Copy the data exactly; pictures stay out of the copy.
---------- INFORMATION GIVEN ----------
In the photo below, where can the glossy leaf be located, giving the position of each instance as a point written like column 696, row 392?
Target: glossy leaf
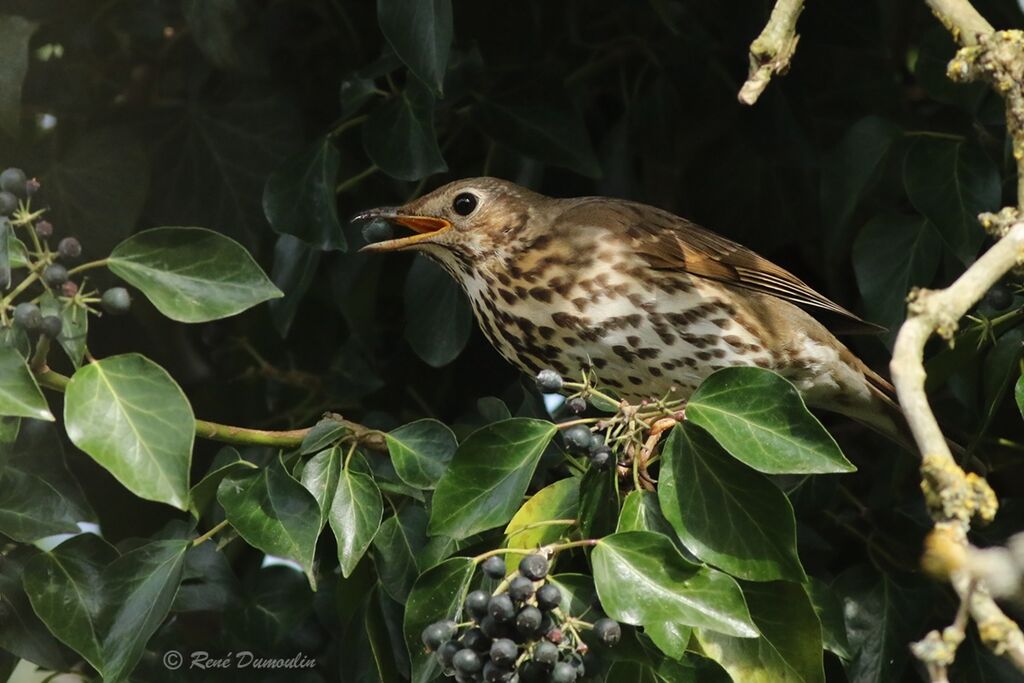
column 273, row 512
column 129, row 415
column 487, row 477
column 893, row 254
column 192, row 274
column 355, row 515
column 38, row 495
column 761, row 420
column 299, row 199
column 421, row 452
column 950, row 181
column 725, row 513
column 642, row 580
column 399, row 136
column 19, row 395
column 420, row 32
column 790, row 647
column 436, row 595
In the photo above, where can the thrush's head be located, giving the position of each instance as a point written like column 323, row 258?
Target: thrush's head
column 462, row 223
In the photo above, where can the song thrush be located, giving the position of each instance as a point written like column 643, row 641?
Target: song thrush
column 646, row 299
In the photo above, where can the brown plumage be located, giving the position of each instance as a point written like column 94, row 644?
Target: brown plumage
column 644, row 298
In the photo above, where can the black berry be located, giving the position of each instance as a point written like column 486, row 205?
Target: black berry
column 534, row 567
column 494, row 567
column 467, row 662
column 546, row 652
column 578, row 438
column 607, row 631
column 54, row 274
column 28, row 316
column 69, row 249
column 548, row 597
column 12, row 180
column 116, row 300
column 577, row 406
column 562, row 673
column 50, row 327
column 476, row 604
column 8, row 204
column 504, row 651
column 501, row 608
column 527, row 622
column 520, row 589
column 548, row 381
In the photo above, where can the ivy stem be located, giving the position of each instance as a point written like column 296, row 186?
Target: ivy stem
column 209, row 535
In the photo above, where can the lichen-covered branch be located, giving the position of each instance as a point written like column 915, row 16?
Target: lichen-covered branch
column 772, row 50
column 955, row 498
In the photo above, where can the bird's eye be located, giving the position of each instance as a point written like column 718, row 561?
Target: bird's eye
column 464, row 204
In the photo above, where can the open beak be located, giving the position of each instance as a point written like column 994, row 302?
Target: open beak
column 425, row 227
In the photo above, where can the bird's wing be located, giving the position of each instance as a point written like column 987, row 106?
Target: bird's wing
column 670, row 243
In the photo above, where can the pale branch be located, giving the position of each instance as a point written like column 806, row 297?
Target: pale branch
column 772, row 50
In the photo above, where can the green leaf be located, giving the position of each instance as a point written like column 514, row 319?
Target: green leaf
column 399, row 136
column 98, row 188
column 294, row 267
column 320, row 475
column 725, row 513
column 355, row 515
column 192, row 274
column 761, row 420
column 790, row 648
column 557, row 501
column 299, row 199
column 273, row 512
column 421, row 452
column 436, row 595
column 893, row 254
column 420, row 32
column 15, row 32
column 74, row 327
column 488, row 476
column 550, row 133
column 38, row 495
column 19, row 395
column 398, row 545
column 132, row 418
column 642, row 580
column 951, row 181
----------
OUTPUT OF THE EXERCISE:
In the photo below, where can the glossy leaf be located, giving the position of each instance as a point written like column 696, row 392?
Target: glossy leaf
column 273, row 512
column 129, row 415
column 487, row 477
column 893, row 254
column 192, row 274
column 355, row 515
column 38, row 495
column 761, row 420
column 299, row 199
column 421, row 452
column 950, row 181
column 725, row 513
column 642, row 580
column 399, row 136
column 19, row 395
column 420, row 32
column 790, row 647
column 436, row 595
In the photo above, where can the thrush's head be located, giving the position of each instance as a point written like column 323, row 258?
Target: thrush's head
column 462, row 223
In the photo above, where can the song thrush be located, giving the position of each instance as a point written like column 643, row 641?
Target: song thrush
column 646, row 299
In the photo above, where can the brown plumage be located, giving the position of each instance as a point written like column 94, row 644?
Target: brown plumage
column 644, row 298
In the photo above, where can the black berry be located, giving the position of each instance as a point written like column 486, row 205?
Target: black berry
column 534, row 567
column 494, row 567
column 467, row 662
column 546, row 652
column 578, row 438
column 607, row 631
column 54, row 274
column 28, row 316
column 69, row 249
column 548, row 597
column 12, row 180
column 116, row 300
column 577, row 406
column 562, row 673
column 50, row 327
column 476, row 604
column 8, row 204
column 504, row 651
column 501, row 608
column 527, row 622
column 520, row 589
column 548, row 381
In the photo above, where can the ivy stem be located, giving the position of each instance as a point written like column 296, row 186?
Target: ivy stem
column 209, row 535
In the photo above, where can the lichen-covered branch be located, giving the position of each instance as a point written like column 915, row 16?
Target: lichen-covered branch
column 772, row 50
column 955, row 498
In the photo above, where can the bird's eye be located, giving the position of each instance as a point written like column 718, row 561?
Target: bird's eye
column 464, row 204
In the photo above, where can the open beak be located, giving the position of each instance as a point written like column 994, row 302?
Target: open beak
column 425, row 227
In the photo above, where can the bird's wing be located, giving the position of each instance as a point written like column 987, row 106?
Target: bird's wing
column 670, row 243
In the photo above, where can the pale branch be located, giving the position of each instance as a point written like column 806, row 297?
Target: pale branch
column 772, row 50
In the photo above, where can the green leaf be located, giving the position of each instance as a point written like column 514, row 319?
Target: green leaf
column 399, row 136
column 98, row 188
column 294, row 267
column 320, row 475
column 725, row 513
column 355, row 515
column 192, row 274
column 761, row 420
column 790, row 648
column 557, row 501
column 299, row 199
column 273, row 512
column 421, row 452
column 436, row 595
column 893, row 254
column 420, row 32
column 15, row 32
column 74, row 327
column 488, row 476
column 550, row 133
column 38, row 495
column 19, row 395
column 398, row 545
column 132, row 418
column 642, row 580
column 951, row 181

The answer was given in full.